(Photo-based referring expression data)
——————————
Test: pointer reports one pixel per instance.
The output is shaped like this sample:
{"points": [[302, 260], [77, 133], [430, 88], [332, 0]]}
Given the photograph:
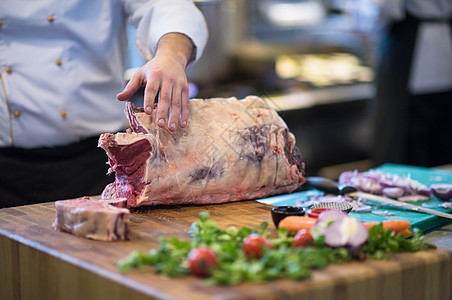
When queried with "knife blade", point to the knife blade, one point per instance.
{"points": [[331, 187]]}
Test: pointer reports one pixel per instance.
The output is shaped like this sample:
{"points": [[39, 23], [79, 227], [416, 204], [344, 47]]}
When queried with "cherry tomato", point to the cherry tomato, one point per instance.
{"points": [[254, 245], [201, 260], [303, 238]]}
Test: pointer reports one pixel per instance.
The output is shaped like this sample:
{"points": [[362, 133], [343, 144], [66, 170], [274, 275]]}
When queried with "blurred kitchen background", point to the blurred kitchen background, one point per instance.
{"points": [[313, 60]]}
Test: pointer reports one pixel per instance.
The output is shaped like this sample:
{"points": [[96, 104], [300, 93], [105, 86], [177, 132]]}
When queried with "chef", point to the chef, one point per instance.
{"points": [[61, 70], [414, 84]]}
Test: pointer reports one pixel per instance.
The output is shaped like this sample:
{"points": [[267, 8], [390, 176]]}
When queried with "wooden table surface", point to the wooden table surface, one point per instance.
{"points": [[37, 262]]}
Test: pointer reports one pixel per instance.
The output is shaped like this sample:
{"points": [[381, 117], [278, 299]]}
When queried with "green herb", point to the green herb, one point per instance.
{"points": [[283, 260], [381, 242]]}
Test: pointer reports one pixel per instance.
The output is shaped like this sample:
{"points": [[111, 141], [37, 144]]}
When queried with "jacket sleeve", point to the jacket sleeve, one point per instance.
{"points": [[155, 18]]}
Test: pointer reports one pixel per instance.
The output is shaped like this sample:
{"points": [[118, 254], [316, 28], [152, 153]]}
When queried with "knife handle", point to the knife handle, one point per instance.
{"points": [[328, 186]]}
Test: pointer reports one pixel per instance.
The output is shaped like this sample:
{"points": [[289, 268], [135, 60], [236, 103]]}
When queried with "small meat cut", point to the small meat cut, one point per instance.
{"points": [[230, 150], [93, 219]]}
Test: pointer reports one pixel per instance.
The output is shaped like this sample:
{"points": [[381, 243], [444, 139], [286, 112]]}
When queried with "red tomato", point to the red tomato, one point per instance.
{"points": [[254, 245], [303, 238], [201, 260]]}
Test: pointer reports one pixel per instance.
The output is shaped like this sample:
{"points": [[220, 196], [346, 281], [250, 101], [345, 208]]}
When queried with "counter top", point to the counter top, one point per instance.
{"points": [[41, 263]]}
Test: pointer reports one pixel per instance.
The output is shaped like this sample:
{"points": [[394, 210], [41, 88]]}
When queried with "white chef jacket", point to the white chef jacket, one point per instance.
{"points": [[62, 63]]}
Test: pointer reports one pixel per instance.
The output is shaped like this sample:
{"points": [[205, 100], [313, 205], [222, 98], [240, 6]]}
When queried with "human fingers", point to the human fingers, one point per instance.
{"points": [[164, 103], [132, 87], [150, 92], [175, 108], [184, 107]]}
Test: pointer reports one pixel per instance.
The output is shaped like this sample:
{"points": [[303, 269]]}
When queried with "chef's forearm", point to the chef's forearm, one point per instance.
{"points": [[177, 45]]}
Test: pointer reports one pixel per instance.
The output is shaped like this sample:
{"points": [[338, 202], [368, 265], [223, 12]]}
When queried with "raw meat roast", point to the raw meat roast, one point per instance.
——————————
Could you output every record above exactly as it appears, without the pictures?

Exercise output:
Test: pointer reports one pixel per instance.
The output is shaped like this sample:
{"points": [[302, 260], [77, 133], [430, 88], [332, 0]]}
Given the photograph:
When queried with "knife blade", point to the knife blade, one point per instance.
{"points": [[331, 187]]}
Test: pointer reports one pixel per instance.
The output is shaped like this sample:
{"points": [[39, 23], [79, 227], [416, 204], [344, 47]]}
When queried with "cherry tomato", point to the cherry tomato, one point per instance.
{"points": [[254, 245], [201, 260], [303, 238]]}
Test: pointer reports one pixel per instance.
The output is shaped like this sample:
{"points": [[362, 133], [343, 144], [66, 170], [274, 275]]}
When queried with "blurred kitchen background", point to the blurred kitchen background, one point per instance.
{"points": [[313, 60]]}
Test: pointer reports one pixel per instance.
The output is shaped like this sample:
{"points": [[96, 104], [300, 93], [105, 86], [177, 132]]}
When queried with "chef", point to the chef, one point per instance.
{"points": [[61, 70], [414, 84]]}
Test: pointer reports one pixel per instance.
The output is shaped like this sample:
{"points": [[267, 8], [390, 176]]}
When queried with "wooden table surface", point to the wooden table surface, one point per instance.
{"points": [[37, 262]]}
Test: pointer reports one pixel per instance.
The output is shaped like this sample:
{"points": [[381, 117], [278, 299]]}
When queried with "green herb", point to the green herb, one point per instance.
{"points": [[283, 260], [381, 242]]}
Test: pointer reports one pixel per instance.
The output is shaped like this sample:
{"points": [[111, 141], [37, 144]]}
When queried with "jacket sleeve", point to the jacket sleeve, one point per instance.
{"points": [[155, 18]]}
Test: pointer reports one pixel per instance.
The output is shaped like this sample:
{"points": [[118, 254], [316, 28], [152, 153]]}
When queried with "knife handle", point to the knife handle, one point per instance.
{"points": [[328, 186]]}
Test: pointer reports one pixel per instance.
The output is shaped like this sample:
{"points": [[289, 268], [135, 60], [236, 103]]}
When queried with "small meat cut", point to the small meat cut, one point per instance.
{"points": [[230, 150], [93, 219]]}
Test: pointer reports one pixel per instance.
The output is shaped like this sample:
{"points": [[381, 243], [444, 139], [286, 112]]}
When queried with "red tomato", point to the red tomato, one point per instance.
{"points": [[254, 245], [303, 238], [201, 260]]}
Test: pointer reports one pixel per instance.
The output is shaped like this sample:
{"points": [[220, 196], [346, 281], [250, 101], [345, 208]]}
When queried with "counter top", point to the counter top, one point per instance.
{"points": [[41, 263]]}
Test: pointer reports one pixel per instance.
The output is shaped like this sample:
{"points": [[394, 210], [41, 88]]}
When queried with "white chef jacket", point to the white chef jacket, one point per instance.
{"points": [[62, 63]]}
Test: pointer reports one pixel per instance.
The output is shaped like this sample:
{"points": [[205, 100], [313, 205], [222, 98], [240, 6]]}
When queried with "human fingers", point to the human fingers, one point per instance.
{"points": [[164, 103], [132, 87], [150, 92], [175, 108], [184, 107]]}
Test: pointer reports one pixel per instance.
The output is shaped like this sample:
{"points": [[303, 269]]}
When queried with "chef's forearm", point to the chef's forearm, one point per instance.
{"points": [[177, 45]]}
Test: pointer reports one pixel per instance.
The output is shaped like this sample:
{"points": [[338, 202], [368, 265], [223, 12]]}
When queried with "raw meat roast", point to the raw meat roast, one point per instance.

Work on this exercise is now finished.